## Task details
Collect every line in the records below that contains the word "flower" and copy each one out in full. Matching is case-sensitive.

## Records to process
——————
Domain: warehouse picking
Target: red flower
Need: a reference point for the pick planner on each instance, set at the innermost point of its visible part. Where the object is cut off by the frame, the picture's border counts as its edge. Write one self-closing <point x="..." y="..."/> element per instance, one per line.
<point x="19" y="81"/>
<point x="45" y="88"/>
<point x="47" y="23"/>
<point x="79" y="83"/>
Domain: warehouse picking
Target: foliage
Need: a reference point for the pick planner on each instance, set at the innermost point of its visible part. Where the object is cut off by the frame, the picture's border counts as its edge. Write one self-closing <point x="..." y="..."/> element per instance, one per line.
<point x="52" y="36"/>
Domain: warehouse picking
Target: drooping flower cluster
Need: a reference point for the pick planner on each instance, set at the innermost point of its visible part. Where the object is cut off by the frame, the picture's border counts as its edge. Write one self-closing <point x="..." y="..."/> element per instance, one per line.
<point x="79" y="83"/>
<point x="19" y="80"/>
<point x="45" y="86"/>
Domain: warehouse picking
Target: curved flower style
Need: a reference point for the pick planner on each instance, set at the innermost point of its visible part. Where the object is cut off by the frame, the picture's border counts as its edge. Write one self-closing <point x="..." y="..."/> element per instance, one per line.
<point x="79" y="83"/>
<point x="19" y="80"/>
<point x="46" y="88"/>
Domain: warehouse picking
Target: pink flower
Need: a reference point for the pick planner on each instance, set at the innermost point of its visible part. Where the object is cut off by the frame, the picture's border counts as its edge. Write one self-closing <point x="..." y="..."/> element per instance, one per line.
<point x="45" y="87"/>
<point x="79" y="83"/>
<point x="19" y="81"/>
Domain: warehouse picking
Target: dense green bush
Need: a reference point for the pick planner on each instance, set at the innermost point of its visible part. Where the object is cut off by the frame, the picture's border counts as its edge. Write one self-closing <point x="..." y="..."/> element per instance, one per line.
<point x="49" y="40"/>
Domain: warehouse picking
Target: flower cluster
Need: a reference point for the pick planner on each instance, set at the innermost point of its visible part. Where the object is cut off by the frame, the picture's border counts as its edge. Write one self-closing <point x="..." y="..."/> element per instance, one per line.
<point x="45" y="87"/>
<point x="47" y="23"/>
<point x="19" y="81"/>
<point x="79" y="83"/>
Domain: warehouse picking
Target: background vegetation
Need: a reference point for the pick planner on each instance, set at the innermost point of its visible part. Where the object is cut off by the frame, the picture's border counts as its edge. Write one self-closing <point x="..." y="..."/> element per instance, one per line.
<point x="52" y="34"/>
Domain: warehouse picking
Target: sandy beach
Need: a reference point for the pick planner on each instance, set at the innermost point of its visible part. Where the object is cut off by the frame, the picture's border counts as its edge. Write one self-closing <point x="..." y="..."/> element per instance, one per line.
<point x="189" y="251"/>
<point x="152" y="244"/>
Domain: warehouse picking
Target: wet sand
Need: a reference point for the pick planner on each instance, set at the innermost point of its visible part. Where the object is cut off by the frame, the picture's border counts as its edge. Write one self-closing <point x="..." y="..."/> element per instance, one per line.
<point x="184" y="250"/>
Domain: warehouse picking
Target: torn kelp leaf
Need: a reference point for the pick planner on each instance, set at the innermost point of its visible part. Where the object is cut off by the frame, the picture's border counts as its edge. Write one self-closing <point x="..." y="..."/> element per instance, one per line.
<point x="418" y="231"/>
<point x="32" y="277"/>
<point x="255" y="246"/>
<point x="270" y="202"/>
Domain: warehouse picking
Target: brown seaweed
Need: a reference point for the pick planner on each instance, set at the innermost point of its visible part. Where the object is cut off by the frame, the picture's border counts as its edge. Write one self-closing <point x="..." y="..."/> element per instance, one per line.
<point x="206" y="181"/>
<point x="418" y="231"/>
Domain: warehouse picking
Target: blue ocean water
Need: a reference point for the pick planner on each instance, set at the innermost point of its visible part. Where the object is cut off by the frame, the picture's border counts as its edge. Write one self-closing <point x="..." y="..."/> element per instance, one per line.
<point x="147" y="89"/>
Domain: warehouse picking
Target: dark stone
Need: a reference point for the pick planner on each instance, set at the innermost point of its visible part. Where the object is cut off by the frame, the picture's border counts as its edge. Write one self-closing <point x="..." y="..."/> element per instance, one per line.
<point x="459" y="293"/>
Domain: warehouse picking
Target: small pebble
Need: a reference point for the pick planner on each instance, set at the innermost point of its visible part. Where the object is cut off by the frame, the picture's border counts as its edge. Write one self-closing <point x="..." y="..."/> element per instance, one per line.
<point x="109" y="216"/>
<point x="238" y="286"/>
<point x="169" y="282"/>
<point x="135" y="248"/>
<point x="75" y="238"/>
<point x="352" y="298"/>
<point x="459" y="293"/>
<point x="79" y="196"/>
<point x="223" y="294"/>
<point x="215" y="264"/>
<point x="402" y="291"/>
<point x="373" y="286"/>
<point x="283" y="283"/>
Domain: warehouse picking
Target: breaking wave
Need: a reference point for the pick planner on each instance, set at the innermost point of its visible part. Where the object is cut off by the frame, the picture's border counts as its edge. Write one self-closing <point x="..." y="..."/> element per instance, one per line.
——————
## Answer to this problem
Target: red flower
Target: drooping flower cluster
Target: curved flower style
Target: pink flower
Target: flower cluster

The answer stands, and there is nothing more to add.